**PROBLEM DESCRIPTION:** Copy out the rows from the very first line down to and including the line that contains "[485,197,587,322]", changing every "Scans" to "Searches" and keeping everything else the same.

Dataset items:

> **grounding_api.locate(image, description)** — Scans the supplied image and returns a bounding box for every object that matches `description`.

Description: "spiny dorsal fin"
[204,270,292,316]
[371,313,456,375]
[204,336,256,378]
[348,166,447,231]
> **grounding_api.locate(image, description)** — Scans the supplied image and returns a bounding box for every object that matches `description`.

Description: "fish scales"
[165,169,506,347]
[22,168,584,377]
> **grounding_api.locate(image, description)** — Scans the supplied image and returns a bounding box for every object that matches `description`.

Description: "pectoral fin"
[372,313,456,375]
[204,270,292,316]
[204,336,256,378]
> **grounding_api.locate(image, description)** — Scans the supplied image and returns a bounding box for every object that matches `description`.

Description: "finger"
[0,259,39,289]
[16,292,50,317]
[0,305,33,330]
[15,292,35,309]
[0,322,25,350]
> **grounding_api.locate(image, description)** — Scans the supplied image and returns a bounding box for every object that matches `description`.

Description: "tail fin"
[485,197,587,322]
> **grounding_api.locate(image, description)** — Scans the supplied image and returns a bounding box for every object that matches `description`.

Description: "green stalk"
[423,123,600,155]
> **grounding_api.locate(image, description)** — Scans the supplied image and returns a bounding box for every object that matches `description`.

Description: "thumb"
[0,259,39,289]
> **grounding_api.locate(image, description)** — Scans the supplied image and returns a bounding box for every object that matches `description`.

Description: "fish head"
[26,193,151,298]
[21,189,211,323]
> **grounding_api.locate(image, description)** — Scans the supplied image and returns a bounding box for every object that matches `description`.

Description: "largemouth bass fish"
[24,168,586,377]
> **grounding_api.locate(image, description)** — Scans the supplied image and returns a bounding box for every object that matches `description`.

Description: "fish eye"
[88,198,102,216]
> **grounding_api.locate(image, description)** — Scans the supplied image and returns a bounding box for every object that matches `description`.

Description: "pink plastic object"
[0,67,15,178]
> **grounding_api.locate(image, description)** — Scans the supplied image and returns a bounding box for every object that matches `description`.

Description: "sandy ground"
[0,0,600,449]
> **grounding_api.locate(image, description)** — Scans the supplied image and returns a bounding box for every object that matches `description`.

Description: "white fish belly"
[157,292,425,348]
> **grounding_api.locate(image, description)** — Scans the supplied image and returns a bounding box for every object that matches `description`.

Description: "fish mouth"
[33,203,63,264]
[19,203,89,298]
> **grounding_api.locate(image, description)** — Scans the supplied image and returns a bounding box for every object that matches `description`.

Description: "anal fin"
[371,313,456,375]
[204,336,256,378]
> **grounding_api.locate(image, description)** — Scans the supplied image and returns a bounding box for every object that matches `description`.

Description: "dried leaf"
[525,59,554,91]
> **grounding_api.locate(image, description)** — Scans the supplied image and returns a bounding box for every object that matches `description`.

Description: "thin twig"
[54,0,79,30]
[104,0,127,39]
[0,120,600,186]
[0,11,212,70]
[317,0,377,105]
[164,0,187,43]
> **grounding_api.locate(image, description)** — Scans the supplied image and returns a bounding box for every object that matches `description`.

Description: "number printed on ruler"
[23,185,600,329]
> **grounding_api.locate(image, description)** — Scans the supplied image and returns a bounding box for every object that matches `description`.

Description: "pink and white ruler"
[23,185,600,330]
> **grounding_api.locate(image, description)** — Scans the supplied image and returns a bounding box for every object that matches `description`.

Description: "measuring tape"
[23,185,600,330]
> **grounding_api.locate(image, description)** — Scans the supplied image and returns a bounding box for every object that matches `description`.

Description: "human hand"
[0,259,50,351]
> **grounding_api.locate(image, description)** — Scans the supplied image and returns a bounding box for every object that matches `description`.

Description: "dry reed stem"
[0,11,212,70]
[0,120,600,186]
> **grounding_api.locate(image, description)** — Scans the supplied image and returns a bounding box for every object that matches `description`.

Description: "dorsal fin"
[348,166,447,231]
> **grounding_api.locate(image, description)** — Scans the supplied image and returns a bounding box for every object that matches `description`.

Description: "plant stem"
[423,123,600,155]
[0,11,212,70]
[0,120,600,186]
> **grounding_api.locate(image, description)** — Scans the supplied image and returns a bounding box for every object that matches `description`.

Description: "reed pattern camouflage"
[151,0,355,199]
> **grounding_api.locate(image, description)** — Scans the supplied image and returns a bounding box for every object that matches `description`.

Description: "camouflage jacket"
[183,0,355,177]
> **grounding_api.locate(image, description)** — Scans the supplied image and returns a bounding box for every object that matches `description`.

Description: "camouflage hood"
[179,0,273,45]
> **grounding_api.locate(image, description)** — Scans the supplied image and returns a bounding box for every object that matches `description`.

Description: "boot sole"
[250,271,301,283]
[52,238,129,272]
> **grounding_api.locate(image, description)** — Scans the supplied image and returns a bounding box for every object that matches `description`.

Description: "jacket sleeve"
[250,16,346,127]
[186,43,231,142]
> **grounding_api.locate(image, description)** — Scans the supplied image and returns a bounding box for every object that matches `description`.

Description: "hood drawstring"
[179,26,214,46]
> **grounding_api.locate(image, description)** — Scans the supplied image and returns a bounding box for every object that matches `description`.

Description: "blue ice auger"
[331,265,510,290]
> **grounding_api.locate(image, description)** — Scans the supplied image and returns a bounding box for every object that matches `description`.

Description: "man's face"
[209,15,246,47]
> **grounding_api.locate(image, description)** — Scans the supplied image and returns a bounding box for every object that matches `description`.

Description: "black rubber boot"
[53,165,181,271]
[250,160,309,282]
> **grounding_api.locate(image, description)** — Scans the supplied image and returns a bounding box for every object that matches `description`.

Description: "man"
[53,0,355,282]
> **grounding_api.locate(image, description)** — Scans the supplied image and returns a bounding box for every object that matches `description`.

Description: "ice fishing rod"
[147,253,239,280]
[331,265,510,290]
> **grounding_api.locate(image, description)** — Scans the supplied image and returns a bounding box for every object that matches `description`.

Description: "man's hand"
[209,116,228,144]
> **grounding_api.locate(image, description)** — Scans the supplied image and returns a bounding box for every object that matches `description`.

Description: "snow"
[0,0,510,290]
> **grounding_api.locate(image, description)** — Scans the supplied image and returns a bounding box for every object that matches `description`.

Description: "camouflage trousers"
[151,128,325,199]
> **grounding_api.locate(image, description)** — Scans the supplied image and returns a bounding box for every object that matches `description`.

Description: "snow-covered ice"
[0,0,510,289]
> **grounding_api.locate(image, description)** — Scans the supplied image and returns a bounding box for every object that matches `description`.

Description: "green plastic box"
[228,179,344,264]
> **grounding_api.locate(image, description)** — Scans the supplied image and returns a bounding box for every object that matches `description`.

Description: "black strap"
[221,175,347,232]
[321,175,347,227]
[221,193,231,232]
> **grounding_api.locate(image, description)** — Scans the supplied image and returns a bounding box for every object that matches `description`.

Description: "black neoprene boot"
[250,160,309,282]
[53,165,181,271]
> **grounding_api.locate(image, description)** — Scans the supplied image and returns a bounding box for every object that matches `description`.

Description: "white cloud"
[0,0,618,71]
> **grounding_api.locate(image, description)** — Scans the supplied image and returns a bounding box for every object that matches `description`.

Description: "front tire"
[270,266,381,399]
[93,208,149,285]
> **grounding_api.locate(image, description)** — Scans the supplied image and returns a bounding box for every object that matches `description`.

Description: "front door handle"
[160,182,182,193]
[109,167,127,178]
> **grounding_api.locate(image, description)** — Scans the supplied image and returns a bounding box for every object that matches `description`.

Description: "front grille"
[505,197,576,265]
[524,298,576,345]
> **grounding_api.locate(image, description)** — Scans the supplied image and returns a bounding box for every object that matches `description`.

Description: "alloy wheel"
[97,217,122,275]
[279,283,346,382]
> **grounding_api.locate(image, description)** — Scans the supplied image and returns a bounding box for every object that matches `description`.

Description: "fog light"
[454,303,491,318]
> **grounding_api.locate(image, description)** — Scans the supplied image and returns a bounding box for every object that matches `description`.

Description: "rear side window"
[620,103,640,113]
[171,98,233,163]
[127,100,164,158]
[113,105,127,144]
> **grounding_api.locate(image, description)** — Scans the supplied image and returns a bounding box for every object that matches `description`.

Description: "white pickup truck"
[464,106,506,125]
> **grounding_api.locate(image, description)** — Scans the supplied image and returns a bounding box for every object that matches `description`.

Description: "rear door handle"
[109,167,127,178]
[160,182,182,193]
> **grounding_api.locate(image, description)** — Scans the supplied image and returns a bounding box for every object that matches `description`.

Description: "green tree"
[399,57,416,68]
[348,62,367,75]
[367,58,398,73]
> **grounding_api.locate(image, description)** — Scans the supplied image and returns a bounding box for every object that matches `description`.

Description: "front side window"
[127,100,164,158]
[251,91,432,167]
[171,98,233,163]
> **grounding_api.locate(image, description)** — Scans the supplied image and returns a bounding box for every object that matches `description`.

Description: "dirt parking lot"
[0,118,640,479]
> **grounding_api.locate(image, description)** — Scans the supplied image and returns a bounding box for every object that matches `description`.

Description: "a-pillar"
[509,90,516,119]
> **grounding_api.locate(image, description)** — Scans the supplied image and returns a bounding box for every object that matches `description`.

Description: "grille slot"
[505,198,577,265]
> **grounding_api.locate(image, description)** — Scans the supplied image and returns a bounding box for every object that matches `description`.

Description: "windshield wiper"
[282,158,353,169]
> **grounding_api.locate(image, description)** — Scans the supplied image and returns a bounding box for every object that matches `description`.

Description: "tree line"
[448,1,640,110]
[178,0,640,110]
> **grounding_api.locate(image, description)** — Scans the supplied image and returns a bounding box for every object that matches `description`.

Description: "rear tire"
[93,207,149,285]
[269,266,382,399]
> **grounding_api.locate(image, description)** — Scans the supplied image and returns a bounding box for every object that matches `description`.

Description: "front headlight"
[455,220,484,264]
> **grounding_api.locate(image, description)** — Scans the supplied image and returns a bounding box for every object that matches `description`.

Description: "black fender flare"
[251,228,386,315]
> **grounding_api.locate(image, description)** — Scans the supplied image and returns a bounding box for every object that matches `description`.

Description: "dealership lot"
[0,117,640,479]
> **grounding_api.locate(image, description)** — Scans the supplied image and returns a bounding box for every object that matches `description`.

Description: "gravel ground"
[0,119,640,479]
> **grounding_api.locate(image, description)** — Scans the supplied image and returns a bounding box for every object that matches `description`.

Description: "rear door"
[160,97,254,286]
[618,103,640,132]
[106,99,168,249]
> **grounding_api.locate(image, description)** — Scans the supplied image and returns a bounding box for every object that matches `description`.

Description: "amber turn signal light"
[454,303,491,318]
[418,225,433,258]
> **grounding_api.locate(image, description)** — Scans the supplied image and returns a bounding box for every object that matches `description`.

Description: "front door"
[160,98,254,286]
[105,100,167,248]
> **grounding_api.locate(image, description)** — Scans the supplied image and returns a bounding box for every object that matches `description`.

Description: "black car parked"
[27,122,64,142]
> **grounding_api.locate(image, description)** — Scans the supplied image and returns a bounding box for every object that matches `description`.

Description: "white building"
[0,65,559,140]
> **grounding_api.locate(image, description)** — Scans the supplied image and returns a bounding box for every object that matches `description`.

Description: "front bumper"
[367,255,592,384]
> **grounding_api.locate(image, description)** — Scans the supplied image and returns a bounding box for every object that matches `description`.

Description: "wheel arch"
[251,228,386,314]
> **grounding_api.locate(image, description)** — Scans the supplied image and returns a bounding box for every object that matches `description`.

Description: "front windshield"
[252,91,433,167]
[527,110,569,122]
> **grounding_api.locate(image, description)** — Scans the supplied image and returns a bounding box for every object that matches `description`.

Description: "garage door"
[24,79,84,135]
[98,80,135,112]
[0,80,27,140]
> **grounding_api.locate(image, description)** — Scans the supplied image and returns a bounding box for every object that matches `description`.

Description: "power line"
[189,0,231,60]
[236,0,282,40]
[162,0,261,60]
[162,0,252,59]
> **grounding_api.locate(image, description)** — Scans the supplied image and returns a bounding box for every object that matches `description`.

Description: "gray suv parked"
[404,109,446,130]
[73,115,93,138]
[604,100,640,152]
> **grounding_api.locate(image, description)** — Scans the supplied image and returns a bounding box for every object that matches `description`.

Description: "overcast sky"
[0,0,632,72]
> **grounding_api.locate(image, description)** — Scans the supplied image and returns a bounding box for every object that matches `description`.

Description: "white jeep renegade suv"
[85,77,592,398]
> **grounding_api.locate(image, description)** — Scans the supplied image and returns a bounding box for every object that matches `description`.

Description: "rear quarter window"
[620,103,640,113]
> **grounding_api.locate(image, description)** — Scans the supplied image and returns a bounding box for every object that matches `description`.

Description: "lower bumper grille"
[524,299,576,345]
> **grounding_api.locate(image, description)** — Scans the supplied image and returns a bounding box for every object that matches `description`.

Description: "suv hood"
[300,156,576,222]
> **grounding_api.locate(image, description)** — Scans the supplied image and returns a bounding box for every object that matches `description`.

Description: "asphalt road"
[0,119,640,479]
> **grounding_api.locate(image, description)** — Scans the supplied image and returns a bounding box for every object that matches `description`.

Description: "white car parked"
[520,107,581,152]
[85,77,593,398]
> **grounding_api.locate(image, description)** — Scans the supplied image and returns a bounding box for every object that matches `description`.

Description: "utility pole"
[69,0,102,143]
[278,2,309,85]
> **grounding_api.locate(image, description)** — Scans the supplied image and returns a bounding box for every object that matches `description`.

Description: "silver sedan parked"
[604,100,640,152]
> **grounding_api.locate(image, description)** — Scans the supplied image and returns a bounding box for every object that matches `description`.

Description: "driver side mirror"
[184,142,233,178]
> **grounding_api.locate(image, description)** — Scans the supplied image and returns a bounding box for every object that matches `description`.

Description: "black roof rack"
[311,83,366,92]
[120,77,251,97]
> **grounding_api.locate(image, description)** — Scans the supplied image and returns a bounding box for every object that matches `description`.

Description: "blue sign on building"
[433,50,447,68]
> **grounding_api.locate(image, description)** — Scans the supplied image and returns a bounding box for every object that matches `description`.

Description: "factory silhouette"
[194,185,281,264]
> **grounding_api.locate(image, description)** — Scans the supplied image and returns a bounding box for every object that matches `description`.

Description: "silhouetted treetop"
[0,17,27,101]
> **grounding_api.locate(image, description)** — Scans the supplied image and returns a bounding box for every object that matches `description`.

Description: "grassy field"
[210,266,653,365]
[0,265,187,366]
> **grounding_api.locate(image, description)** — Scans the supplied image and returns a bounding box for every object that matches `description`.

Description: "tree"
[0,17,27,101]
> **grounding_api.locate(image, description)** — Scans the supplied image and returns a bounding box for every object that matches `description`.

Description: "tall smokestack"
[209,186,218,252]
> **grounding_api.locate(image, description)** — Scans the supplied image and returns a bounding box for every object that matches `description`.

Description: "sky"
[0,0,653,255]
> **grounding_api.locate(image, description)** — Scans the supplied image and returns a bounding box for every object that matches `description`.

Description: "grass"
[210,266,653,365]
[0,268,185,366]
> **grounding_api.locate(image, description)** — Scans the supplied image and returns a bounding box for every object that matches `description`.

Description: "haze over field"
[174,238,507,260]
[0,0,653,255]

**REPLY:**
> **grounding_api.locate(image, description)** — Searches the supplied image and returns a bounding box for every object that matches `description`.

Description: "spiny dorsal fin"
[204,270,292,316]
[371,313,456,375]
[204,336,256,378]
[348,166,447,231]
> **grounding_api.locate(image, description)** — Searches the supplied image and returns a bounding box for every object that matches `description`.

Description: "fish scales"
[165,169,506,347]
[22,168,584,377]
> **grounding_api.locate(image, description)** — Searches the supplied image and returns a bounding box for every object that matches `description`.

Description: "pectoral fin"
[372,313,456,375]
[204,270,292,316]
[204,336,256,378]
> **grounding_api.locate(image, description)** — Searches the supplied image and returns a bounding box for every object that matches `description`.

Description: "finger"
[0,259,39,289]
[16,292,50,317]
[0,305,33,330]
[15,292,35,309]
[0,322,25,350]
> **grounding_api.locate(image, description)** — Searches the supplied image and returns a bounding box for every object that matches `description`.

Description: "tail fin"
[485,197,587,322]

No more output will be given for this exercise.